━━ Materials provided ━━

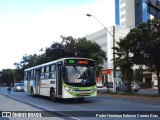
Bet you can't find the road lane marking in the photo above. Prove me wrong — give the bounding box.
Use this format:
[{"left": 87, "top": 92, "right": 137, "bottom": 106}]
[
  {"left": 90, "top": 98, "right": 111, "bottom": 101},
  {"left": 147, "top": 105, "right": 160, "bottom": 108},
  {"left": 90, "top": 97, "right": 160, "bottom": 108}
]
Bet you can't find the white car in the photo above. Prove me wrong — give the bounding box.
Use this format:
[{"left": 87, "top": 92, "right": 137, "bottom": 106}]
[
  {"left": 97, "top": 82, "right": 103, "bottom": 88},
  {"left": 116, "top": 82, "right": 140, "bottom": 92},
  {"left": 14, "top": 82, "right": 24, "bottom": 92}
]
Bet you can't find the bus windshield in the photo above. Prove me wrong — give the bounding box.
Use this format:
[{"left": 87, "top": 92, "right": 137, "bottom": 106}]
[{"left": 63, "top": 65, "right": 96, "bottom": 84}]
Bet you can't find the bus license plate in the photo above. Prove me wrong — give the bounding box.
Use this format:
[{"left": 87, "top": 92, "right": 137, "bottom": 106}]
[{"left": 80, "top": 92, "right": 86, "bottom": 96}]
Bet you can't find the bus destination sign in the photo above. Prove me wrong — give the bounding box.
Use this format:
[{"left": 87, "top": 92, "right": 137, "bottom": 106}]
[{"left": 65, "top": 59, "right": 94, "bottom": 65}]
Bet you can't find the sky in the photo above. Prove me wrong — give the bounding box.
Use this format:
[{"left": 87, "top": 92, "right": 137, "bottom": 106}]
[{"left": 0, "top": 0, "right": 115, "bottom": 70}]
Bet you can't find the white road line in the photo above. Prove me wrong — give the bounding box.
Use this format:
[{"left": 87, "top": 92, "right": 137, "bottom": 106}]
[
  {"left": 91, "top": 97, "right": 160, "bottom": 108},
  {"left": 91, "top": 98, "right": 111, "bottom": 101},
  {"left": 147, "top": 105, "right": 160, "bottom": 108}
]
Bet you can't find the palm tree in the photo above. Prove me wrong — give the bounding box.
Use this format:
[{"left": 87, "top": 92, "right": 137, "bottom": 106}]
[{"left": 113, "top": 37, "right": 133, "bottom": 93}]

━━━

▶ **Work required**
Reproduce the records verbatim, omitting all images they contain.

▶ **Output of the task**
Bet you can't find the road lane marking in the photo above. Prove me wrong — give the bounding box.
Use this format:
[{"left": 87, "top": 92, "right": 137, "bottom": 106}]
[
  {"left": 90, "top": 98, "right": 111, "bottom": 101},
  {"left": 147, "top": 105, "right": 160, "bottom": 108},
  {"left": 90, "top": 97, "right": 160, "bottom": 108}
]
Bet you can't find the white car in the photo above. Prove me wrong — give the bounding box.
Use this format:
[{"left": 87, "top": 92, "right": 137, "bottom": 106}]
[
  {"left": 97, "top": 82, "right": 103, "bottom": 88},
  {"left": 116, "top": 82, "right": 140, "bottom": 92},
  {"left": 14, "top": 82, "right": 24, "bottom": 92}
]
Bet you can't find the bus windshield in the photo above. Prove me wrong — give the bounding box.
Use this format:
[{"left": 87, "top": 92, "right": 137, "bottom": 106}]
[{"left": 63, "top": 65, "right": 96, "bottom": 84}]
Bet you can't find the bus license plate in the photo above. Prove me wrong — give the bounding box.
Use this format:
[{"left": 87, "top": 92, "right": 137, "bottom": 106}]
[{"left": 80, "top": 92, "right": 86, "bottom": 96}]
Bet you can't find the bus destination sign in the photo above. Prove me wrong — give the bounding box.
Use this format:
[{"left": 87, "top": 92, "right": 137, "bottom": 106}]
[{"left": 65, "top": 59, "right": 94, "bottom": 65}]
Bet you can't find the sky in the photo above. Prove me wrong — give the bounding box.
Use this format:
[{"left": 87, "top": 92, "right": 137, "bottom": 106}]
[{"left": 0, "top": 0, "right": 115, "bottom": 70}]
Bet you can't find the white road line in the photo above. Prove me wrong — give the bounding box.
Use this format:
[{"left": 87, "top": 92, "right": 137, "bottom": 106}]
[
  {"left": 91, "top": 97, "right": 160, "bottom": 108},
  {"left": 91, "top": 98, "right": 111, "bottom": 101},
  {"left": 147, "top": 105, "right": 160, "bottom": 108}
]
Bet you can't find the palm tree in the photo above. Prove me wrong — give the bounding box.
Use this format:
[{"left": 87, "top": 92, "right": 137, "bottom": 106}]
[{"left": 113, "top": 37, "right": 133, "bottom": 93}]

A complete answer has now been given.